[Stored items]
--*--
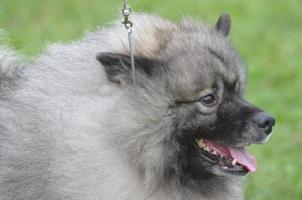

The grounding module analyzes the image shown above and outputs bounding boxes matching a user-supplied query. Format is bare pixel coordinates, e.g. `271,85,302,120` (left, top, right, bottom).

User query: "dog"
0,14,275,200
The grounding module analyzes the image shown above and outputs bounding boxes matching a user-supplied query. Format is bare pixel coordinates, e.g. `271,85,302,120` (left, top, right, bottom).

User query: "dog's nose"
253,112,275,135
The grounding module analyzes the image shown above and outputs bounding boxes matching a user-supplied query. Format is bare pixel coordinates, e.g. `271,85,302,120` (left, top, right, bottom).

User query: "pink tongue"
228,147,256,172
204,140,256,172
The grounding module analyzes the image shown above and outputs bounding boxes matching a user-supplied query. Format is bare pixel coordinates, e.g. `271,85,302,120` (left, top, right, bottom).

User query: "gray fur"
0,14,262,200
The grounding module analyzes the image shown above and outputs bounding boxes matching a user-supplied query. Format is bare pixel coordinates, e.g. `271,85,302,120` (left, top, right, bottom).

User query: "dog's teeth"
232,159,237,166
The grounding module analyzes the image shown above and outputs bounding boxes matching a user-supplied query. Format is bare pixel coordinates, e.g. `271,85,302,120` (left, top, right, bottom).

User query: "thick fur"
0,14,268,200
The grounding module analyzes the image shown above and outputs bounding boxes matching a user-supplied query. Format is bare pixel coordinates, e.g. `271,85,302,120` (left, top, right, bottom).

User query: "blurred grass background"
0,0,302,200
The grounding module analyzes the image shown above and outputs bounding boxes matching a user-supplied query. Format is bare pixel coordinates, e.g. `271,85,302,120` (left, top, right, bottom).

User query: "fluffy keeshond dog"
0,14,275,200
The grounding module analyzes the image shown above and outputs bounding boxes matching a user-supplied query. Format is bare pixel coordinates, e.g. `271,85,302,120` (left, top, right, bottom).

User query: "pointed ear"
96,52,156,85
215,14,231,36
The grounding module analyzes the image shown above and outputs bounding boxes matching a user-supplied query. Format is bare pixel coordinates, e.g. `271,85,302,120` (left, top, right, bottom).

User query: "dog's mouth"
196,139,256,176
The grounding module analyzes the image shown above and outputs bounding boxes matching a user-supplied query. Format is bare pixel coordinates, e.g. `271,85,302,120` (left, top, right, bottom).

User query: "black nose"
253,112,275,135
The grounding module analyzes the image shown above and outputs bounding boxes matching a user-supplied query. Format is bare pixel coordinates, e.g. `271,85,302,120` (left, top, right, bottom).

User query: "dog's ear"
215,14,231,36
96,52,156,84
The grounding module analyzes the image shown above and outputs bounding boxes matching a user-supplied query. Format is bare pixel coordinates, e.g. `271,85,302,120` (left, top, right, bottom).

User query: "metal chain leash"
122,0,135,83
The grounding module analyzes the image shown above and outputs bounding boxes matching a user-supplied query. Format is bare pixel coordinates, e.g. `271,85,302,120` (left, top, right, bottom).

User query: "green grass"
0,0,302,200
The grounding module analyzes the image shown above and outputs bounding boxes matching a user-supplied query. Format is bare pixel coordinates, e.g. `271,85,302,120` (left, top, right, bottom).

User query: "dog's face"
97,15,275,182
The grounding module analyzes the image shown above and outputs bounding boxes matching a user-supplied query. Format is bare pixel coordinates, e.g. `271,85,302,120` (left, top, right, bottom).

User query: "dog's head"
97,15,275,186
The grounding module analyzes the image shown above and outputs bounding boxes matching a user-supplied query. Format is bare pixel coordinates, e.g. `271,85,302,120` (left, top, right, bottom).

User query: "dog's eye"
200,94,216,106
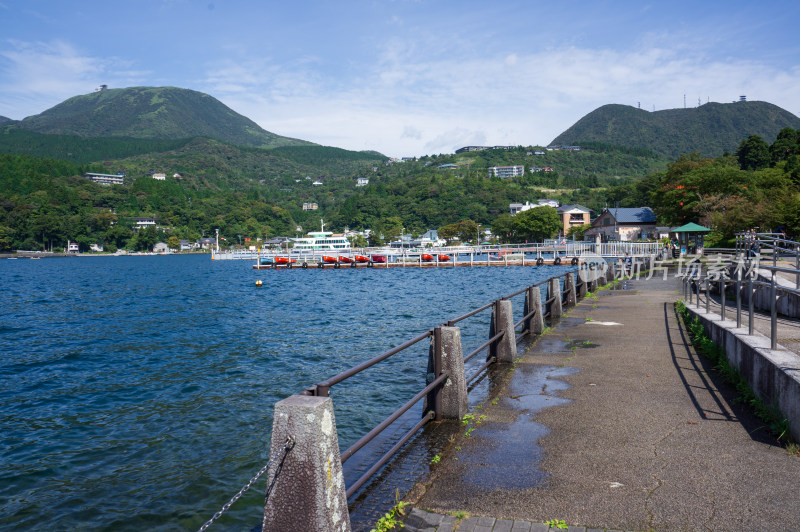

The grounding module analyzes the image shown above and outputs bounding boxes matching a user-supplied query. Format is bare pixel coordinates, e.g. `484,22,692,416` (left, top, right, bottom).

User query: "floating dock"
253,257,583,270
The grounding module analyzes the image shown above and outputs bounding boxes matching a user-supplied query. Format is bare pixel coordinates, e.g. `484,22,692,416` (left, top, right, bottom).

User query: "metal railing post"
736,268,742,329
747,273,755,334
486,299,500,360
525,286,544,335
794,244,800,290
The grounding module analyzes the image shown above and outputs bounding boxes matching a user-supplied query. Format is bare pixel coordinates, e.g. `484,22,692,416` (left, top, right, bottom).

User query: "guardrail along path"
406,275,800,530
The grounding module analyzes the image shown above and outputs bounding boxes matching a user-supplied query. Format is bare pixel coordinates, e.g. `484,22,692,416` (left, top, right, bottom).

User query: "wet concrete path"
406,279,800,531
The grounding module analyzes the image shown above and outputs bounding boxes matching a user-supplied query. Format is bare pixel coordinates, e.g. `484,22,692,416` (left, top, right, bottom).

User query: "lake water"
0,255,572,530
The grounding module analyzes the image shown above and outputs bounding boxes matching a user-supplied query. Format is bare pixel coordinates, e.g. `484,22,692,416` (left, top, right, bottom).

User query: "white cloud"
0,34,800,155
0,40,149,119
--*--
### TO BE DONE
Reproduce all of the data above word for word, leaving out the images.

### REPLY
The grounding module analyzes the image shown above and outputs bounding boxes matching a user-supplied query. Format is bare pixel coordinates, e.g. `271,85,302,120` (left, top, right, bottom).

User query: "dog"
0,14,275,200
The grounding module analyzes the image shown above and outputs bounding boxes matching a user-supplied query. Format is bare pixel coordinates, e.g. `271,85,302,120` (left, top, right, bottom).

User query: "dog's nose"
253,112,275,135
The grounding module analyzes the image shown above and outputs bounding boxes matching a user-supplied query. Format is bare pixel coordinates, e.g. `271,85,302,120` (left, top, right, bottom).

User query: "pink tongue"
228,147,256,172
204,140,256,172
The grounding module analyzes the image shown above and outputs bounding boxes matching a user-supplied query. Format is bare pixel coordinates, e.g. `271,85,302,120` (left, top, right, bottom).

User query: "gray fur"
0,14,262,200
The grounding module analyzes the image shown above and outputs bounding boxes matching a user-supplied query. Format is bare pixel coordinates, e.g. `271,85,302,120` (left, top, right, bottom).

User query: "dog's teeth"
232,159,237,166
The grounding module analyzes the image shown above and outputs bounding boxes matching a user-supplied query. Format is bare pixel coordinates, e.g. `271,85,302,120` (left, top, right, bottom).

User query: "thick fur"
0,14,268,200
The grounding module analyzes the image shown above and outputs bounding boxes matching a user-supplied query. Format is bare pixel coordinates, e.g. `271,85,302,120` (left, top, right, bottom).

User query: "blurred grass background"
0,0,302,200
The grounding module analyzes the image shown above and outputs bounding boxes matching a user-supplied query. Format is bare pixel coordinates, e.g. `271,85,302,120` (left, top, right, bottom).

User query: "fluffy keeshond dog"
0,14,275,200
The grounding module analyzes the image shown above and outputs bounding boxes matching a user-supplied query. Format is bare pixel coordinates, e.g. `271,85,302,120` (left, top, right, bottom).

User query: "pointed ear"
96,52,156,85
215,14,231,36
The grounding module analyzes the image shown above and outputs bounding boxes matching a user-supplied query. Format is bare pixel coordinates, e.g. `271,85,302,120` (left, top, right, bottom).

User query: "dog's mouth"
196,139,256,176
The grounding module analyzes the image shown above and outputs bounding boxes matching a user-supplied query. Format is bare pixel coordinates, e.g. `271,85,302,120` (left, top, right, bottom).

User query: "black nose"
253,112,275,135
The grounding module analyzes the image shown above and outputs bounding boxes matching a user-supplied query. Format is bare pixel coordinates, e.g. `271,85,302,120` (left, top, right, bottom).

User query: "dog's ear"
215,14,231,36
96,52,156,84
The grounding module analyzes the image shown above and outputs bounding boxes matching a user-supplied query. Format is bare pixel coordinates, e.g. `271,85,302,120` (left, top, right, bottom).

User query: "metal chain leash"
122,0,135,83
The grounding module analyzes the image shown above and outputs bounding boxes matching a user-supplied query. Format is bare pixel coordinates, e.g. `271,85,302,120` (left, top, right, bottom).

User query: "green grass"
0,0,302,200
The grounding module analyzes the image shown above and outputs bounding boxes matching a user-supplied query. Format is bare pixel coordinates, e.g. `271,85,302,120` (left, top, right, bottom).

User query: "dog's face"
97,15,275,182
The grounding module analyzes the image shown above and outputs bounding boxes matching a user-supplied query. Format is bare pixel coordinates, e.g. `271,85,302,120` (left, top, right, bottom).

User query: "dog's head"
97,15,275,186
The grounding module analyzes the image shown above and outputs bounding boxes matching a user-supplied query. Format is bare pixel coordinates, e.g. `271,85,302,120` (left, top, right, bottom).

User query: "dog's eye"
200,94,216,106

The grounding module analyzes the image shown above and outputs bounding boxes matching a user-supplied query. Format is bare pixel coordinates, e.g. `484,22,692,416` (left, top, right, bottom).

User query: "floating dock"
253,257,583,270
The grounding module analyzes the image shown above and outputs bounding boxes matching a user-supplied query. Format is bare pixel coordinates, e.g. `484,22,692,416` (left, top, right, bottom).

User query: "metal railing post"
736,268,742,329
747,273,755,334
486,299,500,360
525,286,544,335
794,244,800,290
The grounding module analyzes the image shown above and outputs bounding boxes matching a user-supplied query. Format is bare pixel coordinates, e.g. `484,22,692,416` (left, top, right, bottom).

User query: "guardrail along path"
406,275,800,530
The grounding module analyzes the image shown above and outputs bounding boxes matching a user-supplied query. Format is bare pixel coordinates, e.g. `484,22,692,416` (left, top, right, bottom).

User query: "wet concrete path"
406,279,800,531
The grounding module analyzes the image shown above and outputs bounding boxes matching a user-supplied query. Format is bare pixel coordinates, e.g. `484,22,692,416` (left, top, right, bottom).

User query: "lake water"
0,255,572,530
The grounding module analyzes the image shown above and outputs bounding boxes matching a user-supplied query. Format is bare pixel coordinates, e.g. `484,22,692,416` (left, top, right, bottom).

User query: "white cloud"
0,34,800,155
0,40,149,119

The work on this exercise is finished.